ST. LOUIS—Yoshi Ubukata, a Japanese church planter here who is supported by the Missouri Baptist Convention (MBC), is living out an “on mission” lifestyle over a long distance that MBC specialists one day hope will become more common.
Ubukata through the Japanese Church Planting Network is helping to plant a new Japanese congregation in Orlando, Fla., with a group of Japanese who have been meeting for about 10 years in a Bible study. Ubukata, pastor of Japanese International Harvest Church in St. Louis, has been traveling once a month to Orlando and has seen the local body secure a sponsoring church and begin working with a Japanese mission pastor and his wife.
MBC Multicultural Church Planting Specialist Ken McCune has long envisioned an MBC where church planters and missionaries would be working more intentionally over long distances toward a church planting movement. While the DNA for this type of dreaming is beginning to make itself known, it will take actual faith steps like the one Ubukata is taking as he leaves his church of 50-60 to go offer catalytic help in Florida, or the steps Hispanic churches in Missouri may take to go plant in Hispanic populations outside of the United States, to raise the level of Great Commission obedience to the place where it ought to be.

[Excerpts from a dataset]
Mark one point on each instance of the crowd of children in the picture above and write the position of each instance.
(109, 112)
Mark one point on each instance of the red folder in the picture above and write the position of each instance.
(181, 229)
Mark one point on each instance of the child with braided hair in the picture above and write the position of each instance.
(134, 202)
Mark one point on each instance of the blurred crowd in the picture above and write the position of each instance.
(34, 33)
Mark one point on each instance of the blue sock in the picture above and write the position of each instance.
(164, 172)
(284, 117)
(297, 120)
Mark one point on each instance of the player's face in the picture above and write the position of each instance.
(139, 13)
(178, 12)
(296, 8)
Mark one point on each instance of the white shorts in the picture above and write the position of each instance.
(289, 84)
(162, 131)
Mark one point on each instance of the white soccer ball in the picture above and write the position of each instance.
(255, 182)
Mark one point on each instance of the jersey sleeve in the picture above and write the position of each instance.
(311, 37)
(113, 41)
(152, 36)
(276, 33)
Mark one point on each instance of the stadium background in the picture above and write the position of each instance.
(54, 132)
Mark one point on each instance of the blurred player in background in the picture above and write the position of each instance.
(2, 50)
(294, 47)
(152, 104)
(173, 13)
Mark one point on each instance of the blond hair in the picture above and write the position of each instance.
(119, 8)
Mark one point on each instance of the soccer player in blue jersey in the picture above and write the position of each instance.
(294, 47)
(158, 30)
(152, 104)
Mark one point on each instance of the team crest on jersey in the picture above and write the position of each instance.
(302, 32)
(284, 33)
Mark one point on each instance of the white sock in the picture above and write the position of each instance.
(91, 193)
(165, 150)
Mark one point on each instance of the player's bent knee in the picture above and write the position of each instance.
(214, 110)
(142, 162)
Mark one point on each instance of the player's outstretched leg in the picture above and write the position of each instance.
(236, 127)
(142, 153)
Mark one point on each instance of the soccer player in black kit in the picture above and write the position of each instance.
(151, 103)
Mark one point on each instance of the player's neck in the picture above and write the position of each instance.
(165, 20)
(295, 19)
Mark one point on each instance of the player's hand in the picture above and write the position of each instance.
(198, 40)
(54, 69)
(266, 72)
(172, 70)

- _Exercise tasks_:
a: Answer these questions from the church planting article:
(i) In what city is the new Japanese congregation being planted?
(ii) How often has Ubukata been traveling there?
(iii) How many people attend the church Ubukata is leaving?
b: From the church planting article, copy the passage that begins with the words "Ubukata through the" and ends after "and his wife.".
c: Turn the paragraph of the church planting article that begins "MBC Multicultural Church Planting Specialist" into a short bulleted list of its main points.

- _Outputs by task_:
a:
(i) Orlando, Fla.
(ii) Once a month
(iii) 50-60

b:
Ubukata through the Japanese Church Planting Network is helping to plant a new Japanese congregation in Orlando, Fla., with a group of Japanese who have been meeting for about 10 years in a Bible study. Ubukata, pastor of Japanese International Harvest Church in St. Louis, has been traveling once a month to Orlando and has seen the local body secure a sponsoring church and begin working with a Japanese mission pastor and his wife.

c:
- Ken McCune, the MBC Multicultural Church Planting Specialist, has long envisioned church planters and missionaries working more intentionally over long distances toward a church planting movement.
- The DNA for this kind of dreaming is beginning to show.
- Actual faith steps will be needed to raise Great Commission obedience to where it ought to be.
- One step is Ubukata leaving his church of 50-60 to offer catalytic help in Florida.
- Another possible step is Hispanic churches in Missouri planting among Hispanic populations outside the United States.